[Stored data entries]
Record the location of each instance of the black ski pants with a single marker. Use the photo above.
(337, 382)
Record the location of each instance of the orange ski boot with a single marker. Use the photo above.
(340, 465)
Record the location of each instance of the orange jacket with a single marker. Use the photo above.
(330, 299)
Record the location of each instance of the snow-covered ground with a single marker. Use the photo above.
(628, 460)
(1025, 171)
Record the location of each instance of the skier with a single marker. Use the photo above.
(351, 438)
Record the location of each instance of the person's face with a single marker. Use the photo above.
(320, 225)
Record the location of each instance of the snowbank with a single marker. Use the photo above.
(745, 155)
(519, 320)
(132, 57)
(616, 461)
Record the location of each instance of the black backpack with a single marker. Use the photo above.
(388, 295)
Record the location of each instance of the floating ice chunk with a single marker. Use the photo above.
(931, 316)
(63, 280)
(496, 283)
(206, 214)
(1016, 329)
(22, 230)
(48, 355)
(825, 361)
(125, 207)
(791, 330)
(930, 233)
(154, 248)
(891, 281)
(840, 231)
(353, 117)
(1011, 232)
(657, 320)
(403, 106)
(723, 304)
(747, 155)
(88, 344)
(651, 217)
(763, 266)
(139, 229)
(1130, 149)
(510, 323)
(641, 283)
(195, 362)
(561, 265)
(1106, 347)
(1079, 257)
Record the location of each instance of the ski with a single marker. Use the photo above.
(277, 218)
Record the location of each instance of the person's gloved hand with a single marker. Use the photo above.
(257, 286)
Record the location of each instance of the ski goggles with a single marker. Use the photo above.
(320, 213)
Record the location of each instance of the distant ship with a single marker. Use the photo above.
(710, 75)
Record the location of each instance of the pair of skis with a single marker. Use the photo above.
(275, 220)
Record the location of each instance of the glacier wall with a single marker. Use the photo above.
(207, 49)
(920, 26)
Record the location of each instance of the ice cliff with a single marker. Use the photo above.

**Directions for this task**
Each line in the records above must be returned exactly as it stands.

**Written response**
Record the location of each instance of the black ski pants with a single marker. Use the photo above.
(337, 382)
Record the location of each instance of the orange ski boot with a single marker. Use the photo above.
(340, 465)
Record the location of each instance of the orange jacket with a single marker. Use the photo above.
(330, 299)
Record the location of each instance of the snow-covered ground with a single marker. Use the photo above.
(628, 460)
(1025, 171)
Record the location of each instance of the skier with a single marker. Use the photo above.
(351, 438)
Record the location of each instance of the person's face with a single marker. Use the photo above.
(320, 225)
Record the location of each instance of the snowbank with a single marker. Use the photo above.
(745, 155)
(519, 320)
(132, 57)
(616, 461)
Record the location of each instance of the black backpack with a single marker. Use the photo above.
(388, 295)
Record the location of each instance of the floating ice chunk with a single marker. Use the photo above.
(931, 316)
(63, 280)
(496, 283)
(206, 214)
(1016, 329)
(22, 230)
(48, 355)
(825, 361)
(125, 207)
(791, 330)
(930, 233)
(154, 248)
(891, 281)
(840, 231)
(353, 117)
(1011, 232)
(657, 320)
(403, 106)
(723, 304)
(747, 155)
(88, 344)
(651, 217)
(763, 266)
(139, 229)
(1130, 149)
(510, 323)
(641, 283)
(195, 362)
(561, 265)
(1106, 347)
(1079, 257)
Record the location of each instance of the ski with a single marker. Use the photo above.
(277, 218)
Record the location of each instance of the person's gloved hand with a single marker. Use the photo above.
(257, 286)
Record the location of each instance of the ski goggles with a single marker. Use the photo above.
(320, 213)
Record the location of each instance of the distant ship with a single marker. Use the photo above.
(710, 75)
Record the location of each instance of the pair of skis with a single marker. Use the photo above.
(275, 220)
Record the location of each instance of the glacier wall with a single marker. Use the photo above.
(207, 49)
(920, 26)
Record the location of each instance of the ice cliff with a single marker. Use the photo above.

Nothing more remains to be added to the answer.